About this task:
In the entries below, find the line containing "For every instance of the boy in". Write out that line and all lines after it, exactly, and nothing else.

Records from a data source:

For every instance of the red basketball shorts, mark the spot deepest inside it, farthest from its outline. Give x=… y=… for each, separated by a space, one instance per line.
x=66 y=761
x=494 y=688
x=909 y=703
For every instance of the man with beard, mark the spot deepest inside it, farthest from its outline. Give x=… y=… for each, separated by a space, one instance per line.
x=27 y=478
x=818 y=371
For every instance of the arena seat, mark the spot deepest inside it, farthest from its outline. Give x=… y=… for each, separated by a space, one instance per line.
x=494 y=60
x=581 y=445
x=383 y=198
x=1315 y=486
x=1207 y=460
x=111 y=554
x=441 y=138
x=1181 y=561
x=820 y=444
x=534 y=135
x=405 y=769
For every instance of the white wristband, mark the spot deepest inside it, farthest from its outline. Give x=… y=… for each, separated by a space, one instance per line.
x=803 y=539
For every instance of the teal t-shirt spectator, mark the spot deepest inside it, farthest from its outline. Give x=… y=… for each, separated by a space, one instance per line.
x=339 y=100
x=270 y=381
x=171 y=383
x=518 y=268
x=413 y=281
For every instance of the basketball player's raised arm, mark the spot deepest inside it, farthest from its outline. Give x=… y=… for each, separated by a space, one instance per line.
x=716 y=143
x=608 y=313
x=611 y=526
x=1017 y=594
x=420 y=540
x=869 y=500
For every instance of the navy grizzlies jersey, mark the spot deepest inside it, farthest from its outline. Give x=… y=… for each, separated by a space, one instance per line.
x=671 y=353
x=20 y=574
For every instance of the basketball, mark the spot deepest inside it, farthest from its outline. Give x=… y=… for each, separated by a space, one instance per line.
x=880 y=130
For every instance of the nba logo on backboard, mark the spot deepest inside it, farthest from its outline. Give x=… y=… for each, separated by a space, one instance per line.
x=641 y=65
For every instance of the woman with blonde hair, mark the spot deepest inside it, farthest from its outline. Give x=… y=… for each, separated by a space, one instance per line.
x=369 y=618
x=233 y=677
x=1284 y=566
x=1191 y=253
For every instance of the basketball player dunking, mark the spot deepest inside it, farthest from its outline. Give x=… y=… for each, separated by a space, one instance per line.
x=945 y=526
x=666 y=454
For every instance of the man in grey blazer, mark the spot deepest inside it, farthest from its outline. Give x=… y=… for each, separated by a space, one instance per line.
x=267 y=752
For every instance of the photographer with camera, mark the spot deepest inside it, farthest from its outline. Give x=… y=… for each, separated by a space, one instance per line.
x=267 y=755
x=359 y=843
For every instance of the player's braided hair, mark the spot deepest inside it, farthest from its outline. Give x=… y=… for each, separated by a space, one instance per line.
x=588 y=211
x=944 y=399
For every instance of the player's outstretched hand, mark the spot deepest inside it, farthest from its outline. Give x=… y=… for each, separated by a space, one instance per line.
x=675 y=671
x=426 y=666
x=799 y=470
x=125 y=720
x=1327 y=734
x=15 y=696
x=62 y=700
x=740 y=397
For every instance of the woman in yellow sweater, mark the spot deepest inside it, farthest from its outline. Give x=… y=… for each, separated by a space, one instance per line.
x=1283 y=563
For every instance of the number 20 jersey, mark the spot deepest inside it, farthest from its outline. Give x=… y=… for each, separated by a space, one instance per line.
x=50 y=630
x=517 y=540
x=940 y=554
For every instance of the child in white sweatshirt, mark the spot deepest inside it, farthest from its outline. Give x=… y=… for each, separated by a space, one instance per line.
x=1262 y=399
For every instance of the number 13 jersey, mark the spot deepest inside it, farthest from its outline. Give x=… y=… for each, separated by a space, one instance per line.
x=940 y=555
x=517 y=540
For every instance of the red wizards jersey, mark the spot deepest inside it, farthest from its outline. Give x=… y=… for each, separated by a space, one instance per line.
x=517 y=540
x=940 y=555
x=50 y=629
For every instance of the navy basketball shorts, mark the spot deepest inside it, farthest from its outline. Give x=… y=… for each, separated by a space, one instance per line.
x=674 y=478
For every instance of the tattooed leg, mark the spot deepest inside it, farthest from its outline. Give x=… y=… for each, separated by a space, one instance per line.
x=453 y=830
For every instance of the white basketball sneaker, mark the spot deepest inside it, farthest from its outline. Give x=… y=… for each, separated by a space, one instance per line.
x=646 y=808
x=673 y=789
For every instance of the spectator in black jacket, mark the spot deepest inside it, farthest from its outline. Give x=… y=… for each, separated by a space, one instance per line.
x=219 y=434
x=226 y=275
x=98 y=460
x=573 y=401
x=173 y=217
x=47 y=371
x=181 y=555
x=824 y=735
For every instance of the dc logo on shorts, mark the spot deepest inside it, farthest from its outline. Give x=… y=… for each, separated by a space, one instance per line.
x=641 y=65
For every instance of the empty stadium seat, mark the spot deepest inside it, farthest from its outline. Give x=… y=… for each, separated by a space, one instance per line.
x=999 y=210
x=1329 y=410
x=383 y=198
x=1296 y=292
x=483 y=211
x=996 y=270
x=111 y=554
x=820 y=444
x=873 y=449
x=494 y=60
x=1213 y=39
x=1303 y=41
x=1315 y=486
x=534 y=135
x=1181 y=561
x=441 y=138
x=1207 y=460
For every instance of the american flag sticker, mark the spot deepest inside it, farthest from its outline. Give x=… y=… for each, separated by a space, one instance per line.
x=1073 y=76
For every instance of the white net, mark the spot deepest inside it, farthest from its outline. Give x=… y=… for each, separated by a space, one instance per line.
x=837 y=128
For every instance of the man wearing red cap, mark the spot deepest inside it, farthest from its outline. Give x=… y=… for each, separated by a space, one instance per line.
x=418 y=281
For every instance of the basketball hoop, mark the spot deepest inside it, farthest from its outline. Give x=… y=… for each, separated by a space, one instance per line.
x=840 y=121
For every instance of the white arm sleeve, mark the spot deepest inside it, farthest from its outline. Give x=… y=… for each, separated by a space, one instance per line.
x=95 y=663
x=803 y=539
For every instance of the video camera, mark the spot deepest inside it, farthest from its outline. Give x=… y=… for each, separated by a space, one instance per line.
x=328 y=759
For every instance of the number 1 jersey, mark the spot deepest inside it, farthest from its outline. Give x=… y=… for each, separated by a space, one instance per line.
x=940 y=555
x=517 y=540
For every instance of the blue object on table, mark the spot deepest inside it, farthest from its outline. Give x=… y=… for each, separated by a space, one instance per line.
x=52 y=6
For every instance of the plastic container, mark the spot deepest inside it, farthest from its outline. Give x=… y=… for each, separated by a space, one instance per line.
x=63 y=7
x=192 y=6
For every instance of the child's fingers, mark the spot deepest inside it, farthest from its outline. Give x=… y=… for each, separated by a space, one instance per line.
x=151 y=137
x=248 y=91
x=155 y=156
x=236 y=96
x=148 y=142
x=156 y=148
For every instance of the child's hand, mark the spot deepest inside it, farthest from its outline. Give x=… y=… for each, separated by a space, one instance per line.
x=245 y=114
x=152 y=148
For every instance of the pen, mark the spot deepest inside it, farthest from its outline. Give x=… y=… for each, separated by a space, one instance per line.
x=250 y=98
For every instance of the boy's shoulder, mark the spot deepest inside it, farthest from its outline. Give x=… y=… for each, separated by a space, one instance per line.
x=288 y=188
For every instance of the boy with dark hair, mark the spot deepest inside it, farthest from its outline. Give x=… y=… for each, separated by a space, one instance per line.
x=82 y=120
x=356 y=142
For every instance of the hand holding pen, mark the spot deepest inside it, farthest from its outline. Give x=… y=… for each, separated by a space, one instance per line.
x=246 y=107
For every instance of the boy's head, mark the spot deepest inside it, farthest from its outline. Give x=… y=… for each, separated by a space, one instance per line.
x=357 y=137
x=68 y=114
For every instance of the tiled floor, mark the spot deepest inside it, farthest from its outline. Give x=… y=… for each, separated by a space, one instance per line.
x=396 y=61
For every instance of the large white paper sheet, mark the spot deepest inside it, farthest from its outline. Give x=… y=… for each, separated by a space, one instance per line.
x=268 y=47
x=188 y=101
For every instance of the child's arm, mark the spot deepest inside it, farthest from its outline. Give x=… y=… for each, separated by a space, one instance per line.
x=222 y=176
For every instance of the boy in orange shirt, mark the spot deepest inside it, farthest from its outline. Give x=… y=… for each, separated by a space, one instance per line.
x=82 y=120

Output for this task:
For every instance of the boy in orange shirt, mark the spot deepest inside it, farthest from its outline. Give x=… y=… for each, separated by a space, one instance per line.
x=82 y=120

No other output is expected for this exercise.